## Set of tasks
A) Reproduce everything in the article on Harper and Ignatieff's campaigns from "Photograph by Cole" down to "seems to mind.".
B) According to the article on Harper and Ignatieff's campaigns, why does the photo ID check at the rally entrance sum up the Harper campaign? Answer in one to three sentences.
C) Pick up the article on Harper and Ignatieff's campaigns after its final sentence and keep writing.

=== Selected text ===

Canada

Harper and Ignatieff offer a study in contrasts

Out on the campaign trail, there’s a clear divide between the two leaders

A clear divide

Photograph by Cole Garside

The most disparaged job in this election campaign—even more than, say, scripting attack ads—must be checking photo ID outside a Stephen Harper rally. Harper draws criticism for appearing only before carefully screened crowds, and had to apologize when a student was barred for posting a picture of herself with Michael Ignatieff on Facebook. But an hour before the Prime Minister is scheduled to deliver his stump speech to the Conservative faithful at a Toronto airport hotel, the volunteers working the four tables at the entrance are all smiles. With cheerful efficiency, they match names on driver’s licences to those on lists of invited loyalists. And nobody seems to mind.

There’s something about this mundane quality-control exercise that sums up the Harper campaign. Obsessive attention to who gets in may generate press scorn and opposition ridicule, but it works. The audiences are uniformly enthusiastic. His supporters don’t show up expecting to be part of a mob; they’re proud to be on a party roster and to have received a computerized phone or email invitation. The same risk-averse attention to detail, combined with an understanding of his base, dominates every aspect of Harper’s run for re-election. And it was on display in every aspect of last Thursday’s rally—Harper’s first big outing after the TV debates that marked the midpoint of the five-week campaign.

=== Dataset records ===

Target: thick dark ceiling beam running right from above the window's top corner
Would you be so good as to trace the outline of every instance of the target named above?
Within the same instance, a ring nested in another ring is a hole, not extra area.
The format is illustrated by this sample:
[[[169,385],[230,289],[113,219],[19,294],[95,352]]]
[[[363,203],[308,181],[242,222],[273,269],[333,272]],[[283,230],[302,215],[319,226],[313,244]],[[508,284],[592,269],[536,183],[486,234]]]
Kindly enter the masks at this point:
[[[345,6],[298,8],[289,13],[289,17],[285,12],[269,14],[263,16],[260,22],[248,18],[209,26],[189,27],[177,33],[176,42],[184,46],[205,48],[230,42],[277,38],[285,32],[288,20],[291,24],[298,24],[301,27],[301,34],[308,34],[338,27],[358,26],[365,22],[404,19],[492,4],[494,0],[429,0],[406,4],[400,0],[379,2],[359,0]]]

===
=== Dataset records ===

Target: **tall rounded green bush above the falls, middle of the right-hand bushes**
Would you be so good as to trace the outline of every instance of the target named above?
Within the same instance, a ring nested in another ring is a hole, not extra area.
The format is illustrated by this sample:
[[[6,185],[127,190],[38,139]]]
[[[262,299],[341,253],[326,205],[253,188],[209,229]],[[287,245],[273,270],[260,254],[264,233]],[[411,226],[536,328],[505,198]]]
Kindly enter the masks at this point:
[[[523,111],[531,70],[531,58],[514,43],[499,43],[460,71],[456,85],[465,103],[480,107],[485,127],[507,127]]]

===

## Answer set
A)
Photograph by Cole Garside

The most disparaged job in this election campaign—even more than, say, scripting attack ads—must be checking photo ID outside a Stephen Harper rally. Harper draws criticism for appearing only before carefully screened crowds, and had to apologize when a student was barred for posting a picture of herself with Michael Ignatieff on Facebook. But an hour before the Prime Minister is scheduled to deliver his stump speech to the Conservative faithful at a Toronto airport hotel, the volunteers working the four tables at the entrance are all smiles. With cheerful efficiency, they match names on driver’s licences to those on lists of invited loyalists. And nobody seems to mind.

B) The ID check shows the risk-averse attention to detail, combined with an understanding of his base, that dominates every aspect of Harper's run for re-election. Controlling who gets in draws press scorn and opposition ridicule, but it works: the audiences are uniformly enthusiastic, and supporters are proud to be on a party roster and to have received an invitation.

C)
The venue for that watershed moment is worth noting. It might look like an airport-strip hotel anywhere, but this Hilton is in Etobicoke North, a Liberal-held riding on Toronto’s western edge. The coveted ethnic vote is big here, and the suburban housing tracts are prime territory for the Conservative pitch to middle-class families. If he can’t grab this sort of seat, Harper can’t win the majority he craves. As it happens, Ignatieff is slated to hold a rally the next evening, about a four-hour drive northwest, in Sudbury, Ont. And for this post-debate event, too, the location is meaningful. He’ll be visiting a former Liberal stronghold the NDP won in 2008. If Ignatieff can’t claim back that sort of seat, then his campaign is doomed.

By the time those ID-checking Tory volunteers take up their posts, about an hour before Harper’s scheduled arrival, the whole area around the Hilton is festooned in blue. The strip of grass along the highway off-ramp just outside has sprouted dozens of signs for the local Conservative candidate, Priti Lamba, whose family, like about a third of the riding’s population, immigrated from South Asia. But a protest has sprung up, too. About 20 demonstrators gather to ridicule a Tory campaign organizer’s email asking for party members to dress in “national folklore costumes” as a backdrop for Harper. The tactic wasn’t sanctioned by the national campaign. Still, the demonstrators pounce on what they see as evidence the Tories are only superficially interested in diversity. “They only care,” complains Avvy Go, a Toronto lawyer and anti-poverty activist, “about what we wear and what we eat.”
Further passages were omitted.